▶ **Problem details**: Rewrite every line of the records below, requests included and pictures left out, multiplying each point coordinate in the answers by 2.2 and rounding to whole numbers with halves going up. Leave the numbers in the requests and their format samples as they are.
>>
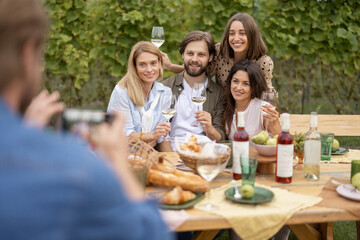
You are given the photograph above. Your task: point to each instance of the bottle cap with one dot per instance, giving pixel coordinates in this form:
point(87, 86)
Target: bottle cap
point(241, 121)
point(285, 121)
point(313, 119)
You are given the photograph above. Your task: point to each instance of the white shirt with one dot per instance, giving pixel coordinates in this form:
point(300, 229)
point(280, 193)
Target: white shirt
point(184, 119)
point(253, 116)
point(120, 101)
<<
▶ **Expected answer**:
You are given the photograph above. Your task: point to each instance of the bottle cap with one dot per instance, giving pixel coordinates in this form:
point(87, 86)
Target: bottle cap
point(530, 266)
point(627, 266)
point(689, 262)
You are given the photograph above. Your task: point to each instance of the white shirt with one dot per instance, giving pixel coordinates in this form:
point(300, 229)
point(280, 193)
Target: white shirt
point(405, 262)
point(557, 255)
point(264, 222)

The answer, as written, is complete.